◆ **TASK OBJECTIVE**
Please answer these questions using the court opinion below:
(a) From which court was the appeal taken?
(b) What position did the plaintiff hold at Northern Illinois University?
(c) On what date was the meeting at which the defendant allegedly made statement 1?

OPINION FILED JULY 25, 1980.

JOHN CALVIN COLSON, PH.D., PLAINTIFF-APPELLANT,

v.

LEWIS STIEG, DEFENDANT-APPELLEE.



APPEAL from the Circuit Court of De Kalb County; the Hon. CARL A. SWANSON, JR., Judge, presiding.

MR. JUSTICE VAN DEUSEN DELIVERED THE OPINION OF THE COURT:

Plaintiff appeals from an order of the trial court granting defendant's motion to dismiss plaintiff's amended complaint.

The defendant urged three grounds as bases for his motion to dismiss: First, under the innocent construction rule, two alleged defamatory statements were non-actionable as a matter of law; second, the statements were privileged; and third, the complaint failed properly to allege actual malice in that it failed to allege sufficient facts to support such a claim.

Plaintiff was an associate professor in the department of library sciences at Northern Illinois University who sought tenure and promotion. The suit arose as a result of statements allegedly made by the defendant, the department chairman, at meetings of the department of library science personnel committee held for the purpose of evaluating plaintiff's performance and for recommendation regarding his tenure and promotion. The amended complaint charged that at a meeting on October 3, 1977, defendant allegedly stated:

"I have information I cannot divulge which reflects adversely on John's performance as a teacher" (hereinafter referred to as statement 1).

(Items from a data collection)
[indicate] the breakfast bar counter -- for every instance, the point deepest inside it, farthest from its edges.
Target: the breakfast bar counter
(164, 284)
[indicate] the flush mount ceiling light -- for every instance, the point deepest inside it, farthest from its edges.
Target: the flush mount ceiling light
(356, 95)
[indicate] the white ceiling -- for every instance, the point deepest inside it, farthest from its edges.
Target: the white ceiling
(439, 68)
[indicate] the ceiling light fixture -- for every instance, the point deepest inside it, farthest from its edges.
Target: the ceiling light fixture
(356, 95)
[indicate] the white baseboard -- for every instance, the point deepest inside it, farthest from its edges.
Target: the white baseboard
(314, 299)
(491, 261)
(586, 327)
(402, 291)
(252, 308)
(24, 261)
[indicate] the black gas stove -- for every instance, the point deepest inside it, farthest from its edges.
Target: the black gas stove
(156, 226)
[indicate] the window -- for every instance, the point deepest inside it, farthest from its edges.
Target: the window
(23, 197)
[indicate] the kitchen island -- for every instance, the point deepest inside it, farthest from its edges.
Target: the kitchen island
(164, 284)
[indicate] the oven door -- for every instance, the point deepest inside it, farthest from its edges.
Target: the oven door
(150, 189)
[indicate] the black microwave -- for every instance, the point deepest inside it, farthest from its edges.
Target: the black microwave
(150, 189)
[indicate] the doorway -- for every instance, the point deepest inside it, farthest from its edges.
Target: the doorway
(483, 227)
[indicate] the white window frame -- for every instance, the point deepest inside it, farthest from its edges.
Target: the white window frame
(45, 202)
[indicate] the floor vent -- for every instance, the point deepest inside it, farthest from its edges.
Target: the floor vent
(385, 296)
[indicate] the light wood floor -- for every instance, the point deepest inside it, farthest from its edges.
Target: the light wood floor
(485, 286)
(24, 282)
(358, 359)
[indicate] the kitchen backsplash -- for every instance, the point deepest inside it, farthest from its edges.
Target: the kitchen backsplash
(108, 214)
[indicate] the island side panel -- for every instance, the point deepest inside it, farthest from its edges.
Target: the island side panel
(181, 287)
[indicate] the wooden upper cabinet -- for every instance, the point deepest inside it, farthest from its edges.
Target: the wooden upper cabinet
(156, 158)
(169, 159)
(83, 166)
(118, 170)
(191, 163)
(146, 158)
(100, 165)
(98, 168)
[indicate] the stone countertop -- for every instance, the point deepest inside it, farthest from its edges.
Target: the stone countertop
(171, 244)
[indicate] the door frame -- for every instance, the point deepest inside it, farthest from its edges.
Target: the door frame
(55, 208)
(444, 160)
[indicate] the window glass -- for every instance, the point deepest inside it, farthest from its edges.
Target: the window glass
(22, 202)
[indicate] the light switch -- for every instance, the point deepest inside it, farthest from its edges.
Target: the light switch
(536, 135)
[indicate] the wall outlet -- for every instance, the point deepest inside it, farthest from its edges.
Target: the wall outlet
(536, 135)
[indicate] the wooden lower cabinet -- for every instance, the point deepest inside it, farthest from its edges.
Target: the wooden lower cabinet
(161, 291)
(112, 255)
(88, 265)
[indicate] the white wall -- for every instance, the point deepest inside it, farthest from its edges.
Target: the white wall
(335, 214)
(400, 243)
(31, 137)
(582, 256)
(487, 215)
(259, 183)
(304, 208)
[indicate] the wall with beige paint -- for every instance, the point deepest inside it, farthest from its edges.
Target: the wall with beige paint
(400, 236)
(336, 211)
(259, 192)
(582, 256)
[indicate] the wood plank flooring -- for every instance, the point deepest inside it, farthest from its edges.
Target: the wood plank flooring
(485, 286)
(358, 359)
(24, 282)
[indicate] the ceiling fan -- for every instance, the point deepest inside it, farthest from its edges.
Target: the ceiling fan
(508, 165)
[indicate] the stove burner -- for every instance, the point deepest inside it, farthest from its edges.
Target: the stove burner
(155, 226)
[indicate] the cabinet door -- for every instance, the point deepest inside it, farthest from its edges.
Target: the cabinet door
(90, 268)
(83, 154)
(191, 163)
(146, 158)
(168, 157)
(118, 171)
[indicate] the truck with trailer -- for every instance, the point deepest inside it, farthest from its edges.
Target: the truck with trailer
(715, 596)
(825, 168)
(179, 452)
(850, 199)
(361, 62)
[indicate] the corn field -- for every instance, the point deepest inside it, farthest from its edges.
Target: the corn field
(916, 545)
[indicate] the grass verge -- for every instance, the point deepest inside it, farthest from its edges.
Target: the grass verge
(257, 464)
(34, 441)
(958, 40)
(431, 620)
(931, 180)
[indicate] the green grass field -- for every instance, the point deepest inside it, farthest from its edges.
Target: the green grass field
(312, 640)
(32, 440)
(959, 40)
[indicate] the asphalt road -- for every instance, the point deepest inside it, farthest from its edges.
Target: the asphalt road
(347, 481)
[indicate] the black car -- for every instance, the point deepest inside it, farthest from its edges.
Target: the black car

◆ **ANSWER TO THE PROBLEM**
(a) The Circuit Court of De Kalb County
(b) Associate professor in the department of library sciences
(c) October 3, 1977